→ **Set task**: Return, word for word, the lines of the items from the one containing "of the distant" through the last line of the items, with both of those lines included.

→ **Supplied material**:
** Start **

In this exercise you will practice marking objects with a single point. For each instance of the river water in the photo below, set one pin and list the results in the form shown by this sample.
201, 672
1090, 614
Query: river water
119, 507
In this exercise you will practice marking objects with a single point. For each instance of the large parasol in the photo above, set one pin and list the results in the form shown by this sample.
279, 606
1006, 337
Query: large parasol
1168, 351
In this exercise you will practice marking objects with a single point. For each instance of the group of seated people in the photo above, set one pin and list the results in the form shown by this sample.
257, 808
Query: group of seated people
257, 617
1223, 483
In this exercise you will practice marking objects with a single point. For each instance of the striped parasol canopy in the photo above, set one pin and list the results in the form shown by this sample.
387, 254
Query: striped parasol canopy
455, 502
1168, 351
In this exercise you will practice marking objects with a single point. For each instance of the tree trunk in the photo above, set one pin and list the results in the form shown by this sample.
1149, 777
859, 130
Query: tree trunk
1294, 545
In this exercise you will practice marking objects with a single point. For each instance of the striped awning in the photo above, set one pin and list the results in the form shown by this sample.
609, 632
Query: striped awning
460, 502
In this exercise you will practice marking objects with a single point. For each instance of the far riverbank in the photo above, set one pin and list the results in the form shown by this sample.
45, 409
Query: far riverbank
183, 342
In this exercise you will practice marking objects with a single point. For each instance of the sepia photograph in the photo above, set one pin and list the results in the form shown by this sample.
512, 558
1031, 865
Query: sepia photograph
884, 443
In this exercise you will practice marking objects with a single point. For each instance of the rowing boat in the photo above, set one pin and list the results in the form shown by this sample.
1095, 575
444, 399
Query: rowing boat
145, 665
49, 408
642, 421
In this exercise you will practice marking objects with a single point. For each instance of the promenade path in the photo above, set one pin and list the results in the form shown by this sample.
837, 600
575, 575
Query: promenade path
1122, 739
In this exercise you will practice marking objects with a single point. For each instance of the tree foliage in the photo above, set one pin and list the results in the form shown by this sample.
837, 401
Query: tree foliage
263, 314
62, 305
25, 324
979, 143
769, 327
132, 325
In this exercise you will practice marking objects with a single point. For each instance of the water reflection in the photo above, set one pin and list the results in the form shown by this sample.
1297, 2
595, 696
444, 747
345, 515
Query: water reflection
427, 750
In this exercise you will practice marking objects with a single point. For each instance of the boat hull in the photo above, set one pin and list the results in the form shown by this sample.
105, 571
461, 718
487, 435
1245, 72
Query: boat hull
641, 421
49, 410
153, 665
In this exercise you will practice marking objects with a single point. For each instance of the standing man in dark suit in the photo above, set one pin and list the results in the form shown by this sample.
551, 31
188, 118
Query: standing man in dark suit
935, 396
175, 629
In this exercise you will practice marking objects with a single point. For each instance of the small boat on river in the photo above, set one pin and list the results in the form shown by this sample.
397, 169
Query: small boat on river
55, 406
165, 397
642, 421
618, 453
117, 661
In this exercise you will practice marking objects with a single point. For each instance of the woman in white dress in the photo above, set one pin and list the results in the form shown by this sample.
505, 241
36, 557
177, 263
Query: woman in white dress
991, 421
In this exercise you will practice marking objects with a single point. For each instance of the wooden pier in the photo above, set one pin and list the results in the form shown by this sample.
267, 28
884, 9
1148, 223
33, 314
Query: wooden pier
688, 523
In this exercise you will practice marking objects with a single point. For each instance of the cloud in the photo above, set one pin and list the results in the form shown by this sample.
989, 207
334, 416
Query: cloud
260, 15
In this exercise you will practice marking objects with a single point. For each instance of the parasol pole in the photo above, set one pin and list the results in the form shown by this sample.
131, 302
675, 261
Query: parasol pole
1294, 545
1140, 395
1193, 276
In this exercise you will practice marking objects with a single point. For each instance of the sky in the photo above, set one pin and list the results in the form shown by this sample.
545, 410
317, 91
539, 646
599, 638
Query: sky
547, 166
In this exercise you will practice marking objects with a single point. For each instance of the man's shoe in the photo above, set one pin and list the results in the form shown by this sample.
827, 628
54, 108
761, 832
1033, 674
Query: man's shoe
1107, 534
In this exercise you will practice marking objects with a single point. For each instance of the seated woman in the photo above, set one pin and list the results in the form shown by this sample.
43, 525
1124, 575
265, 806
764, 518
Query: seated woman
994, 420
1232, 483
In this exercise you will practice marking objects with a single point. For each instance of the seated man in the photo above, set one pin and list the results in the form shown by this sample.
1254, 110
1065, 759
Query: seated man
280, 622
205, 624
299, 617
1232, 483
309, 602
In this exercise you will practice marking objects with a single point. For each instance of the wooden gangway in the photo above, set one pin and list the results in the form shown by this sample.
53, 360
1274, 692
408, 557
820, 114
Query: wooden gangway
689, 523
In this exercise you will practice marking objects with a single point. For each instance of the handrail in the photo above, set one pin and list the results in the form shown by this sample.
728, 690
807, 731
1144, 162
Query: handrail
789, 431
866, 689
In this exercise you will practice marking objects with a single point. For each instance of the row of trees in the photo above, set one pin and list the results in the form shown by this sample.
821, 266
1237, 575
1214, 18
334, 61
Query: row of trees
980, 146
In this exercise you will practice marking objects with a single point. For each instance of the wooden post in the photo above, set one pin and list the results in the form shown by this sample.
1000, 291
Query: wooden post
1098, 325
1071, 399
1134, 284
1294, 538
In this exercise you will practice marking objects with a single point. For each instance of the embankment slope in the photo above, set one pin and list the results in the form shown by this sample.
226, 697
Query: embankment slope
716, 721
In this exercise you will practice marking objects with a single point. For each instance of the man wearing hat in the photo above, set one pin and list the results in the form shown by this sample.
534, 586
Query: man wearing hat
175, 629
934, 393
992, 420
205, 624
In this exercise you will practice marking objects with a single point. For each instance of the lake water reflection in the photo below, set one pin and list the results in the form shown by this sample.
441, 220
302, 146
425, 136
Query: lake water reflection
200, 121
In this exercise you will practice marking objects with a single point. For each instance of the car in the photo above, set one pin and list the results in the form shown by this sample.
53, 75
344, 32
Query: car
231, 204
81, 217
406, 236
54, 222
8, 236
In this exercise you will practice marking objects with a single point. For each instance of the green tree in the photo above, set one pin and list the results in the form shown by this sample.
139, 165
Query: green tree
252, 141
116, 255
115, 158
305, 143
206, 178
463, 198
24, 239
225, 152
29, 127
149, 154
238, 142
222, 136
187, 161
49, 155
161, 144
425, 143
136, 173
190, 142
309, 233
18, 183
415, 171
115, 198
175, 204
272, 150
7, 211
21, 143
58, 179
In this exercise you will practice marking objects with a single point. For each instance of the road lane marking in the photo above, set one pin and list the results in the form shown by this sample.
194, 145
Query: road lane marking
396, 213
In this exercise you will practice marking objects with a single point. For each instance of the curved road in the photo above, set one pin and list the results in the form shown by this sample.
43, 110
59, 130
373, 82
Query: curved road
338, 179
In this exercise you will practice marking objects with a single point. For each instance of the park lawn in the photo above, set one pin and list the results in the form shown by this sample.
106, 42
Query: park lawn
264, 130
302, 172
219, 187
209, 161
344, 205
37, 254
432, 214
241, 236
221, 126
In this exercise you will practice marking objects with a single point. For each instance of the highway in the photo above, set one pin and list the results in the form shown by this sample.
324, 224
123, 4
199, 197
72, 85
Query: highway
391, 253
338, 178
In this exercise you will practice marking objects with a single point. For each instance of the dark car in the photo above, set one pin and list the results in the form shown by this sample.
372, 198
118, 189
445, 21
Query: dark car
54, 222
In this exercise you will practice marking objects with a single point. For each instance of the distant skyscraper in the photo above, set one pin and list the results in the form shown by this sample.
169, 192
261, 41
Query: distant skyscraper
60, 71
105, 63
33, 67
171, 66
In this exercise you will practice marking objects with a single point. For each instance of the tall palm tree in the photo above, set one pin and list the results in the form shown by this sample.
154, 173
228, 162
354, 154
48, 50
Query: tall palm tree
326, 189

** End **

→ **Answer to this task**:
In this exercise you will practice marking objects with a single point. For each instance of the distant skyscraper in the photo above, set one pin and list the results in the form shown by this sample.
169, 192
261, 41
Query: distant skyscraper
60, 71
105, 63
33, 67
171, 66
In this exercise you will practice marking objects with a single point. For each instance of the tall palm tree in the photo above, set one pin and list the results in the form shown by this sample.
154, 173
228, 162
354, 154
48, 50
Query: tall palm tree
326, 189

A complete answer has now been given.